[JOB] Count the lines in the records below that contain the string 'single', and give only that number.

[INFORMATION SHOWN]
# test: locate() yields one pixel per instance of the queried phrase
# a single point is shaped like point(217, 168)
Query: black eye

* * *

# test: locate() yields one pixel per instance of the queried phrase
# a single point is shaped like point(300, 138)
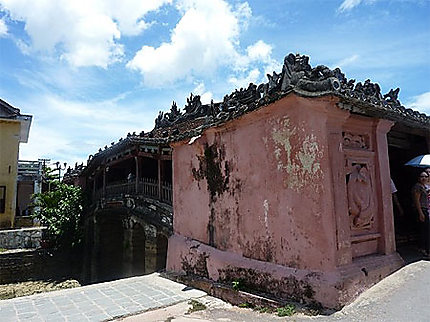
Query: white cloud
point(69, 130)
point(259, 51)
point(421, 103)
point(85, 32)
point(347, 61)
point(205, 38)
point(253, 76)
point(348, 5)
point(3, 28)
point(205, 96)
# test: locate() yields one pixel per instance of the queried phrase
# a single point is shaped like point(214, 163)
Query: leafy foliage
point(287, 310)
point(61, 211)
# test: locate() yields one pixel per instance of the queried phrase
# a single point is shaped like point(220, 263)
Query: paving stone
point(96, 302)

[SOLUTION BELOW] 4